▶ Task to complete: Change every "photo above" to "image shown" in the rows below and keep all other text the same. Omit the pictures from your answer.

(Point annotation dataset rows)
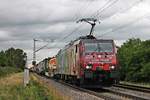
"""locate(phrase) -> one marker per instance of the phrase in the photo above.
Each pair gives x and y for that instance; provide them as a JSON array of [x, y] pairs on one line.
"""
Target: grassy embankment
[[5, 71], [11, 88], [136, 84]]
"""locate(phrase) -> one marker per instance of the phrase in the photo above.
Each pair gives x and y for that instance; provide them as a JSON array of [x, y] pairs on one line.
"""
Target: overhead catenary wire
[[123, 26], [99, 11], [126, 25]]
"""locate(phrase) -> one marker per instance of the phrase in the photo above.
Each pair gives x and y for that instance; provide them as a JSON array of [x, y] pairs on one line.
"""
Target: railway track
[[133, 87], [107, 93]]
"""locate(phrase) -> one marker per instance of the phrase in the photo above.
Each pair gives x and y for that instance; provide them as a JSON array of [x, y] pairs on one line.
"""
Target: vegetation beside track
[[51, 89], [134, 60], [12, 89], [7, 71]]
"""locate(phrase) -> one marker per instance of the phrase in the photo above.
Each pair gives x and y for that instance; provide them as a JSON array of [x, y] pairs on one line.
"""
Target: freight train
[[86, 61]]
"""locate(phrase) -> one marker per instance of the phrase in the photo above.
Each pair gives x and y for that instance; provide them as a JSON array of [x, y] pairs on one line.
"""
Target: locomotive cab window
[[76, 48]]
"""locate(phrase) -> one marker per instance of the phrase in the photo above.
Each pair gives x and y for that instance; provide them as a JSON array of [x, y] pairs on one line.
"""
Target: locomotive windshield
[[99, 47]]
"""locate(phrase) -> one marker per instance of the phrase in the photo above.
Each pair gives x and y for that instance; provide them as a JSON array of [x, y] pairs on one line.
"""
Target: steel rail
[[100, 95], [125, 94], [133, 87]]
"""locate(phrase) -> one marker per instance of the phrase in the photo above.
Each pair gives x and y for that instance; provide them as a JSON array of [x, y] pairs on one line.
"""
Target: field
[[12, 89]]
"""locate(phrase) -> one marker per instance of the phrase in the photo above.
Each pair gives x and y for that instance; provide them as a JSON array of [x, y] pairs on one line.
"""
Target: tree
[[12, 58]]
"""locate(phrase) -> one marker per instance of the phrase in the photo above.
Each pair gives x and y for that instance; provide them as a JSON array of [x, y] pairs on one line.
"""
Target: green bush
[[4, 71], [134, 59]]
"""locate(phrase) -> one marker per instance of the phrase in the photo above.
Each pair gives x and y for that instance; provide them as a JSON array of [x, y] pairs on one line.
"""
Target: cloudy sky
[[54, 22]]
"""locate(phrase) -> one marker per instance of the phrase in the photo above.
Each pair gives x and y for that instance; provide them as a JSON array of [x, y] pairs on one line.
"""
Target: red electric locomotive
[[88, 61]]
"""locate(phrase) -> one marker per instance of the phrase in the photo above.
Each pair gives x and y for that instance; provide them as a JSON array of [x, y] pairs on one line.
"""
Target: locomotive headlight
[[88, 67], [112, 67]]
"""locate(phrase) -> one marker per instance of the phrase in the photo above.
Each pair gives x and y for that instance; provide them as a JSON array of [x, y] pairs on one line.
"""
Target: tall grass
[[11, 88], [5, 71]]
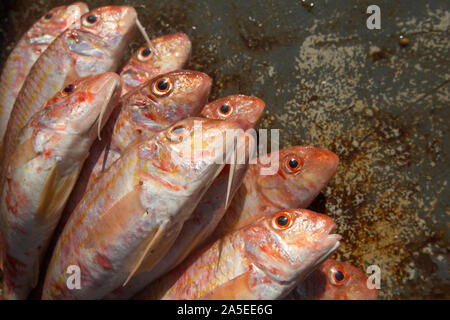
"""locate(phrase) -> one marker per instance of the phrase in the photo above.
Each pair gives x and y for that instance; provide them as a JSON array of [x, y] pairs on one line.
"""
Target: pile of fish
[[96, 182]]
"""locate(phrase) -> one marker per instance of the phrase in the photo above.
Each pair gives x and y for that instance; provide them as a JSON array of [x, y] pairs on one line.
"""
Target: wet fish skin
[[259, 261], [140, 115], [133, 213], [172, 53], [79, 52], [28, 49], [324, 284], [42, 170], [246, 111], [266, 194]]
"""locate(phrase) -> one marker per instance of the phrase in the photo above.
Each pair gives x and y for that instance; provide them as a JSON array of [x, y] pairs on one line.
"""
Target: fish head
[[302, 172], [110, 23], [190, 153], [246, 110], [82, 107], [291, 243], [55, 21], [100, 41], [171, 53], [344, 282], [164, 100]]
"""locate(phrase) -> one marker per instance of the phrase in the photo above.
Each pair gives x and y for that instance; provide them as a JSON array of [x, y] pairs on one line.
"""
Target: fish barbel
[[263, 260], [246, 111], [130, 217], [42, 170], [302, 172], [334, 280], [171, 53], [95, 47], [141, 114], [28, 50]]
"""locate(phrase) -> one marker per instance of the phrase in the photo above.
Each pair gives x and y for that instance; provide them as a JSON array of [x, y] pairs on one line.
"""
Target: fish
[[303, 171], [264, 260], [170, 52], [246, 111], [28, 49], [130, 217], [42, 170], [141, 114], [95, 47], [334, 280]]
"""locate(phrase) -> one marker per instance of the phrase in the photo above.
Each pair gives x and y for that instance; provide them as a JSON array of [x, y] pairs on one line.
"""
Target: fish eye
[[90, 20], [293, 165], [162, 86], [338, 276], [177, 133], [68, 89], [282, 220], [225, 110], [144, 54]]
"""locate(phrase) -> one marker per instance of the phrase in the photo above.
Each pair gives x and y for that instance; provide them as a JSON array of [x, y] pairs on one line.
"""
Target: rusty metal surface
[[328, 81]]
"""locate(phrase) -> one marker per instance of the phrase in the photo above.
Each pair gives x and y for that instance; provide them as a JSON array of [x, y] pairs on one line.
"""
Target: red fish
[[42, 170], [335, 280], [95, 47], [27, 51], [263, 260], [171, 53], [246, 111], [130, 217], [141, 113], [302, 173]]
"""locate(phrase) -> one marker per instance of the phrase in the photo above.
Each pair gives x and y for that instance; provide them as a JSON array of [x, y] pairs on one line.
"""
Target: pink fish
[[130, 217], [246, 111], [141, 114], [171, 53], [335, 280], [27, 51], [96, 46], [302, 173], [42, 170], [263, 260]]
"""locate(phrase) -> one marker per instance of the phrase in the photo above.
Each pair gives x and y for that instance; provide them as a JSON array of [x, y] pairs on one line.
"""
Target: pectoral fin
[[233, 289]]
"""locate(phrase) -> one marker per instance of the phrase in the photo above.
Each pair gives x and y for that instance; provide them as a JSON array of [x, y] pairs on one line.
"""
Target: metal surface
[[328, 81]]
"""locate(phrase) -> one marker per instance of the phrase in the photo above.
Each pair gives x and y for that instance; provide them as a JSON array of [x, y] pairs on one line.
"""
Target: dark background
[[328, 81]]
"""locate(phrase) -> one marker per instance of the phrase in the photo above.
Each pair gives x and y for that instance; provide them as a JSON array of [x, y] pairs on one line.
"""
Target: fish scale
[[246, 111], [32, 44], [63, 62]]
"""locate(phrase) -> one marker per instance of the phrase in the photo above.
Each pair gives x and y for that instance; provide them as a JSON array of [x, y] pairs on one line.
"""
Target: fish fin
[[35, 279], [140, 264], [236, 288], [221, 241], [231, 173], [114, 219], [145, 35], [193, 244]]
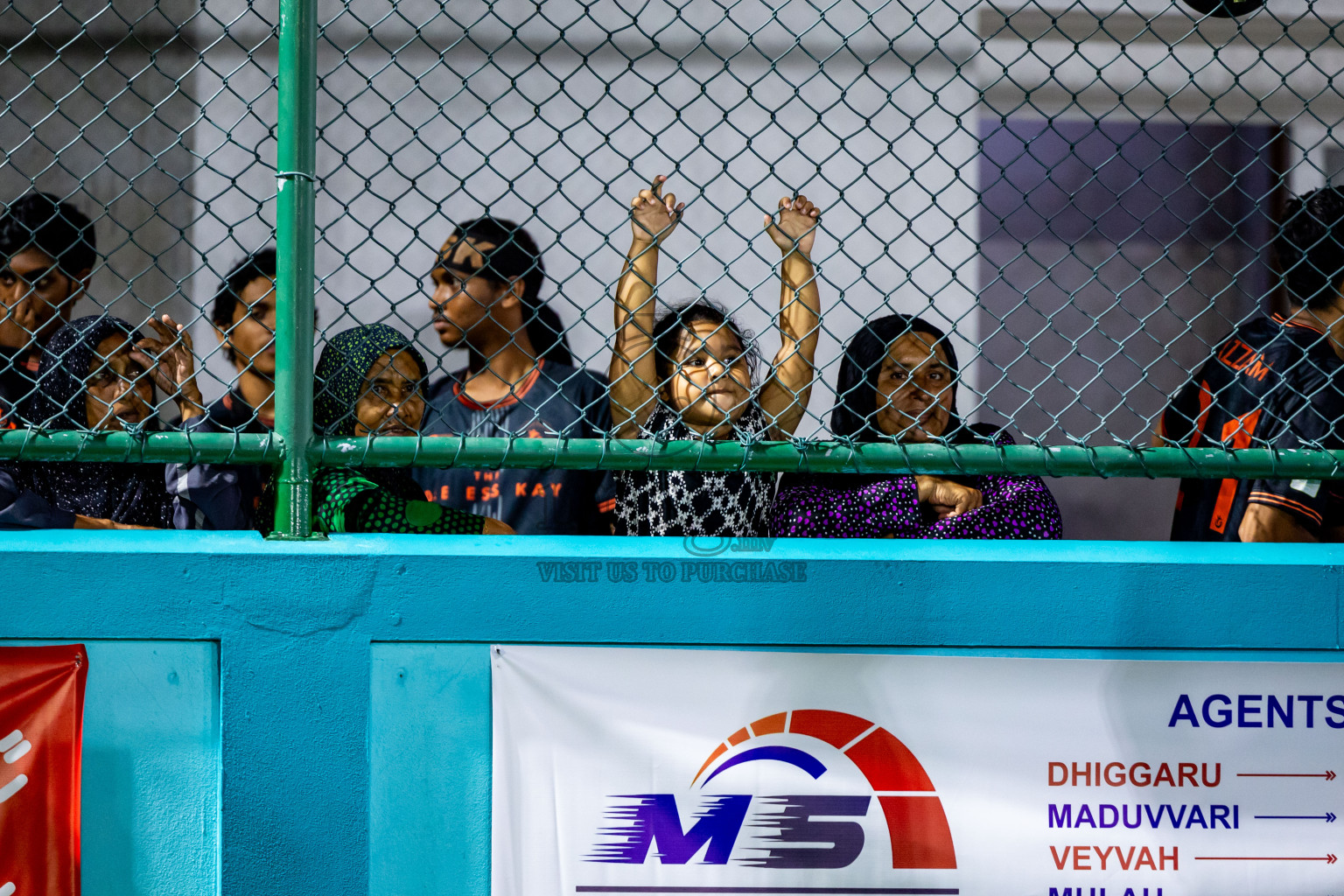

▶ Result below:
"""locate(phrase) -> one marker per instance of the phrase in the image shown.
Each pair gives x and y for that instance; provide them as a JSON array of [x, y] pairs on one line.
"""
Target: grassy embankment
[[5, 71], [11, 88], [136, 84]]
"""locate(phrase) -> one marker per instance of the phrase in the image shown.
Each pair gives x and y for that instance; provide them as a JSON array of [x, y] pairs on one line.
"""
Target: overhead catenary wire
[[123, 26], [99, 11], [126, 25]]
"""locate(phrase) -> one marker per instance of the phrase in the image shown.
Each pair gives x and y for that instance; provide them as a JSON array of [x, y] pairs on one line.
"""
Target: railway track
[[133, 87], [107, 93]]
"""locate(phrase) -> one marker per instance of the phrase in the image shown.
Each pair gives x and y for that instance; provide them as a JSON array of [x, y] pairs on one line.
"""
Target: vegetation beside track
[[51, 89], [134, 60], [12, 89], [7, 71]]
"""locate(phrase) -> one marker per instance of the phrase in the image shown.
Each pair gives x and y for that instance; provide them as a JSON array of [x, y] pairs on one line.
"""
Target: freight train
[[86, 61]]
"""locate(phrase) -> one marker per instance of the phrase in the image shown.
Each pair gives x and y for that instance; provide them as a JSON array of [x, y] pairs on one line.
"""
Target: locomotive cab window
[[76, 48]]
"""locate(phrase) -> one marker per instance of the phrase in the image shown.
Each pair gives x and y for that instance; provide them as a JSON array of [x, y] pairs on one line.
"""
Target: locomotive windshield
[[99, 47]]
"""locate(phrase) -> one marker per instance of the phrase in the image shown.
Each pair gives x and y for that instance; provide them as a JSON array of [x, y] pairs on one line.
"""
Target: steel rail
[[100, 95], [125, 94], [133, 87]]
"""locate(phrase) -> one marker per instance of the phrase in the image shown.
Each pair gives x and y for that instance; provide them as a JSON array of [x, y] pairs on one line.
"""
Target: field
[[12, 89]]
"""locate(phrase) -> one marker per instance of the phrase in the image shown.
Each pair gives x and y for that instance; provide them as a JSON array of [x, y] pairs on one line.
"""
Target: tree
[[12, 58]]
"""locate(phrase) -> one marker per instance of the phrase in the image shown.
Each pair gives x and y for that instance; provide them as a JSON array of [x, y] pairs on one line.
"""
Target: green bush
[[4, 71], [134, 59]]
"""locate(phrase) -> one marker per instance of the phrase in the image shown.
Each pair gives x and y for that instance; provide them as a JSON array of [x, y] pairs on one line.
"""
Target: cloudy sky
[[54, 22]]
"""locate(phrase) -> one marker per instance of the phrase in the image shown.
Each pair gives x and y for that instance; provide them as a JSON array of [x, y] pairs on one line.
"""
Target: red electric locomotive
[[88, 61]]
"""locate(phrase) -> one marker per instance of the phrase in the image shown.
Each pair gives x and y for that instance; provide them as a JSON array of [x, y] pairs on one line.
"""
Target: locomotive headlight
[[88, 67], [112, 67]]
"""locate(phrase) -> one marker per instance of the phrase in the image shown.
Each pair gives x and y for that instance; provide them as a JSON array of [x, y] pairs on one line.
"""
Target: tall grass
[[11, 88], [5, 71]]
"""locate(phrase) -> one marker per instance of the phrase in the image shown.
Each pair gives x and y for that instance; provide them as a JSON array of [x, y] pairs on one line.
"""
Target: pile of fish
[[96, 182]]
"""locate(phrase) -> one marker per instance of the phrase in the image shown.
Each pair gives x and y for that instance; provide them as a JSON array of [x, y] pairs on one line.
"""
Target: wet fish skin
[[259, 261], [140, 115], [133, 213], [172, 53], [79, 52], [28, 49], [324, 284], [42, 170], [246, 111], [266, 194]]
"""locate(phrase) -> one marker per instance of the phrase in the image shown.
Each pair gives x and y for that instance; provide them as a JSON array of [x, y] pairs on one line.
"""
Target: fish head
[[302, 172], [110, 23], [190, 153], [246, 110], [82, 107], [291, 243], [55, 21], [100, 41], [171, 53], [344, 282], [164, 100]]
"""locate(phrase) -> one marker per instance of the phrase in the image shown.
Each pair gives x and y for that instance; provide them as a JSON array of [x, y] pairs on one line.
"""
Target: fish barbel
[[263, 260], [246, 111], [130, 217], [42, 170], [302, 172], [334, 280], [171, 53], [95, 47], [141, 114], [28, 50]]
"""locate(phrase) -> one marker per instance of the phrase in the image shown.
Each pair gives x and y for that instance; provide them as a JSON array of [x, y] pairs on one line.
"""
Target: fish
[[303, 171], [264, 260], [170, 52], [246, 111], [28, 49], [130, 217], [42, 170], [141, 114], [95, 47], [334, 280]]
"""locate(phrase) -> one marker per instance of the phrase in the image shown.
Each pair gives x and y for that instance; provide them as a JSON array of [x, y] pairs on one line.
"""
Target: fish eye
[[90, 20], [293, 165], [162, 86], [338, 276], [177, 133], [68, 89], [282, 220], [225, 110], [144, 54]]
"""locate(phrase) -> one marker per instance of the phrase in the image shown.
Each pair gives x and y for that instance; provide them as a JSON array of [x, y] pairs on one line.
"""
Target: rusty metal surface
[[328, 81]]
"""locate(phrase) -> one marker per instance of the phrase in the image shown.
Each pair gives x and y for that instance; provide them as a JSON array of [x, y] pairs on one line.
"""
Target: red fish
[[42, 170], [335, 280], [95, 47], [27, 51], [263, 260], [171, 53], [246, 111], [130, 217], [141, 113], [302, 173]]
"""locate(phrase) -> one marker per instance of the phrase in the image shown.
Each pair gives x and y for that instance; provide them as a JSON array of [x, y] pairs on one line.
"""
Target: pink fish
[[130, 217], [246, 111], [141, 114], [171, 53], [335, 280], [27, 51], [96, 46], [302, 173], [42, 170], [263, 260]]
"""locate(phrase) -> one marker per instance of the phrase in the image shown.
Each pair gives x and y for that instance; provide them as a JSON array of [x, y] pairs on one line.
"""
Target: pectoral fin
[[233, 289]]
"""locate(phrase) -> one marker per instance of the phrase in the image shown.
Each pair gives x and y for that instance; provide them as a JSON array of [x, y] pairs on one line.
"""
Target: metal surface
[[328, 81]]
"""locate(phrase) -> one marker per instance of the phrase in the image shown.
Each pair gives x and y for that instance; provide them as a JSON array of [x, y] pairs on one line.
"""
Target: dark background
[[328, 81]]
"""locate(phrase) -> one marker per instance of the phrase in the image shown.
Each pair gives x and y for that instance; provide them as a JSON array of [x, y] pairs on one line.
"""
Target: fish scale
[[246, 111], [32, 44], [63, 62]]
"""locate(phrase) -> one marker per instance of the phrase in the image shown.
Each pair gives x and y for that instance; provide them as a JSON array of [x, y] pairs on one line.
"""
Target: fish fin
[[35, 279], [140, 264], [236, 288], [221, 241], [231, 173], [114, 219], [145, 35], [193, 244]]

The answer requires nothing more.